Source text:
However, for all the industry discussion regarding SysML, representations, standards, and tools, there remains a great deal of confusion. Understanding SysML notation and drawing SysML diagrams do not equate to doing model-based systems engineering. The use of disjoint models and simulation in systems engineering is also not equivalent to integrated model-based systems engineering.
Effectively moving forward with the transition to model-centric techniques requires that we step back to understand the bigger picture. Diagrams and other representations do not live in isolation but are interrelated and overlapping, communicating key aspects of the system model from specific viewpoints. System architecture and detailed analytical models are not disjoint, nor is there a single grand unified model to capture all dimensions of interest for all systems problems. To move forward, we must embrace the holistic systems perspective and apply it to model-based systems engineering, seeking out the interrelationships and developing a robust toolbox of supporting practices.
In this book, Tim Weilkiens, Jesko Lamm, Stephan Roth, and Markus Walker broaden our vision and expose us to a rich set of perspectives, processes, and methods so that we can develop an effective unified framework for model-based systems architecture. Building upon the existing industry library of textbooks on SysML, this book looks beyond the representation to address models, viewpoints, and views as part of a modern approach addressing requirements, behavior, architecture, and more. It connects to a larger framework of processes, methods, and tools key to enabling model-centric practices. And it looks beyond the technical space to the critical cultural dimensions because the transformation to model-centric techniques is far less a technical challenge than one of organizational change. Addressing the broader framework, Tim, Jesko, Stephan, and Markus bring model-centric practices together to help practitioners develop cohesive system architectures – our one chance in the life of a program to manage complexity, develop resilience, and design in critical concerns such as system security.
There is no doubt that the future of systems engineering is model-based. Document-centric techniques simply are not enough as we grapple with the challenges of today and tomorrow. Those practitioners and organizations who are early adopters in developing a cohesive model-centric framework of processes, methods, and tools will certainly be at a competitive advantage – whether producing products themselves or delivering systems services for others. If, as a profession, we can transform from document-centric to model-based systems engineering and do so with the vision of enabling model-based engineering, we can help transform the larger product lifecycle delivering radical improvements in quality, cost, and time to market for the benefit of all.

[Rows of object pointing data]
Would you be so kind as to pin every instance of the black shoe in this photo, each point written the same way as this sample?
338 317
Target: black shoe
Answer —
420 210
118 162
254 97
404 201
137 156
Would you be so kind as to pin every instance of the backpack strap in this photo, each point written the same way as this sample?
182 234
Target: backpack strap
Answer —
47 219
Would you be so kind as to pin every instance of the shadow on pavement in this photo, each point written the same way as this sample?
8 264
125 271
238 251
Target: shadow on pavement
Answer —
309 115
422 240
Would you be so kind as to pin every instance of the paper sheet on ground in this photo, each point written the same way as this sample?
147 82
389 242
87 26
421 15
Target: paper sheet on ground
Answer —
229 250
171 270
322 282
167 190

Problem 1: Name the people the text on model-based systems engineering gives as the book's authors.
Problem 2: According to the text on model-based systems engineering, why does the book look beyond the technical space to cultural dimensions?
Problem 3: Write out the part of the text on model-based systems engineering that begins at the words "There is no" and ends after "benefit of all.".
None of the tasks requires the records.

Problem solution 1: Tim Weilkiens, Jesko Lamm, Stephan Roth, and Markus Walker.

Problem solution 2: The transformation to model-centric techniques is far less a technical challenge than a challenge of organizational change. For that reason the book addresses the critical cultural dimensions as well as the technical ones.

Problem solution 3:
There is no doubt that the future of systems engineering is model-based. Document-centric techniques simply are not enough as we grapple with the challenges of today and tomorrow. Those practitioners and organizations who are early adopters in developing a cohesive model-centric framework of processes, methods, and tools will certainly be at a competitive advantage – whether producing products themselves or delivering systems services for others. If, as a profession, we can transform from document-centric to model-based systems engineering and do so with the vision of enabling model-based engineering, we can help transform the larger product lifecycle delivering radical improvements in quality, cost, and time to market for the benefit of all.